## Supplied passage
┏━━

If you are the other woman, it has always been empty dreams and false promises for you, and in all likelihood, it will remain that way only. You may want to take a few steps back and make the decision to finally let go of him. Understanding why he won’t leave his wife but still, he won’t let you go either can help you to truly assess your situation. Here are the reasons why your married man won’t let you go.
If you are reading this article I am guessing that you are miserable, that your married man stayed with his wife but won’t let you go.
I am guessing that you have spent months, years, maybe even decades, believing that he would do what he said he would do and leave his wife. And now you know for sure – he isn’t going to do it.
But I am guessing the most painful part of it is that he won’t let you go. That, in spite of the fact that he has made you promises that he has broken and that he has chosen his wife over you, he won’t let you go. It sucks.
5 Reasons Your Married Man Won’t Let You Go
The question you are most probably asking is Why he won’t leave his wife but won’t let me go, so that you get on with your life. Right? Let me tell you why your married man stayed with his wife but won’t let you go nonetheless.

┗━━

## Region labeling entries
┏━━

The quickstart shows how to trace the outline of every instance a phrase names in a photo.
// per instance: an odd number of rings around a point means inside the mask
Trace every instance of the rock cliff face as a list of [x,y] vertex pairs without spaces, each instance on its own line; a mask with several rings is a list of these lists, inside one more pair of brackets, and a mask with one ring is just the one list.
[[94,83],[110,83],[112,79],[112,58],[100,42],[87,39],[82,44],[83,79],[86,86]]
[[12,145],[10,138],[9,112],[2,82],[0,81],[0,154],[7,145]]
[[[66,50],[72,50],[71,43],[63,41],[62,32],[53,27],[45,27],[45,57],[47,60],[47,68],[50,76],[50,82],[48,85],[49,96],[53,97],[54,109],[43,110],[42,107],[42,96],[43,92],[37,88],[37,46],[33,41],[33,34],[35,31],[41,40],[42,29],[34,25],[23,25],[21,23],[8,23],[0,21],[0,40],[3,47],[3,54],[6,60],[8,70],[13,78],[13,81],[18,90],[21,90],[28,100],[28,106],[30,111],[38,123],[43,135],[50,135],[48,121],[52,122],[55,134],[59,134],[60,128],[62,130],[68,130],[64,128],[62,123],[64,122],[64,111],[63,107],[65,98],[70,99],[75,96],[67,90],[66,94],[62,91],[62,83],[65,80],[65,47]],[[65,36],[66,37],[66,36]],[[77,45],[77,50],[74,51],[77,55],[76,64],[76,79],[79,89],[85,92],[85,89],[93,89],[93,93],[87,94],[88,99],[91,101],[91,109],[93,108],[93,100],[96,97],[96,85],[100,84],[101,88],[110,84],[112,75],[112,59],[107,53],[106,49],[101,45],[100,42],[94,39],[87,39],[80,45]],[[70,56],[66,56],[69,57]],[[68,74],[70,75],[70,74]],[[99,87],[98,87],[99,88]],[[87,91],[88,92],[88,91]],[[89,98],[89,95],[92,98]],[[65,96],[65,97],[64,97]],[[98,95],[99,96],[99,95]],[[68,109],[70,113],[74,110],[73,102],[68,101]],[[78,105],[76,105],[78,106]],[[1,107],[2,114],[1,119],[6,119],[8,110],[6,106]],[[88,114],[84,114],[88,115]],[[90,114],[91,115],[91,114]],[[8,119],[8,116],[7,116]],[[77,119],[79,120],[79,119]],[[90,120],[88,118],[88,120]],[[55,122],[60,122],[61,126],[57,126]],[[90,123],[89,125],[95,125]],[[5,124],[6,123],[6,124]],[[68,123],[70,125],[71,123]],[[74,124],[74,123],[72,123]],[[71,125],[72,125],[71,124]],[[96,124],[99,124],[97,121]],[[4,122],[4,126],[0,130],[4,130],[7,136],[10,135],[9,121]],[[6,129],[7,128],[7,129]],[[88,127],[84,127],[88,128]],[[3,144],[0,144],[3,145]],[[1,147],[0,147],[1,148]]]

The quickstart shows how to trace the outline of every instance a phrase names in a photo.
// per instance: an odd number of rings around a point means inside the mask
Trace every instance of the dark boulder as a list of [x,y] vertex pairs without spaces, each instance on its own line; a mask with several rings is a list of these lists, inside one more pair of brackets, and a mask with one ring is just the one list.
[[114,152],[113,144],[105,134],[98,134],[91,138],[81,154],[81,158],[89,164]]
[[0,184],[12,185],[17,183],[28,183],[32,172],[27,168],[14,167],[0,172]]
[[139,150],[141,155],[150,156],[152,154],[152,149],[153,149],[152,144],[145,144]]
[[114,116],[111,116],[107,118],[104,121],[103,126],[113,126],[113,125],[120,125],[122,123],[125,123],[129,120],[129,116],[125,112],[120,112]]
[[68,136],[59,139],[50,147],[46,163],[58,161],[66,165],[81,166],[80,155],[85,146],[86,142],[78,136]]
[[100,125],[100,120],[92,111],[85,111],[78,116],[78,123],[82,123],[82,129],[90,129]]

┗━━

## Short task 1
Please list the spans of time that the article about the married man says the reader may have spent believing he would leave his wife.
## Short task 2
Carry on the article about the married man, starting after its final sentence.
The entries stand apart from the article about the married man.

## Response 1
Months, years, decades

## Response 2
1. You give him pleasure.
One of the reasons that you and your married guy got together in the first place was because of the pleasure that you gave each other.
Most likely, your married guy was in an unhappy marriage and when he met you he found the happiness that he wasn’t getting at home. And you were probably so thrilled to find a man who finally got you that you were willing to take a risk, even though he was married.
And now, how many months, years, or decades later, while you might be mostly miserable because of his broken promises, he still gets pleasure from being with you.
You are a break from the routine of this life. When you aren’t fighting about why he won’t leave his wife, you still laugh together. The sex is great because of all the drama. And I am guessing that you take care of him – which he loves.
If he lets you go, your married man will lose that pleasure. He will lose having someone in his life who is willing to fight for him, to care for him. And he needs that. Desperately.
Be honest with yourself. Is what I have said above true? Do you have a lot of miserable nights but are you still very much getting pleasure from each other’s company when things are good? I am guessing so.
Why would he let that go?
2. He is still miserable.
I have a client who, after one and a half years of hoping that her married man would leave his wife, finally walked away. She just couldn’t take it anymore. And she was determined to not take him back.
And he freaked out! He was back with his wife but he was still miserable. Nothing had changed. They stayed together for the children or the finances or maybe even to work on the marriage, but the reality is is that, even if a couple is working on a marriage, the going will be rough.
And guys don’t like rough. They like to have their paths smooth and easy because a rough one is exhausting.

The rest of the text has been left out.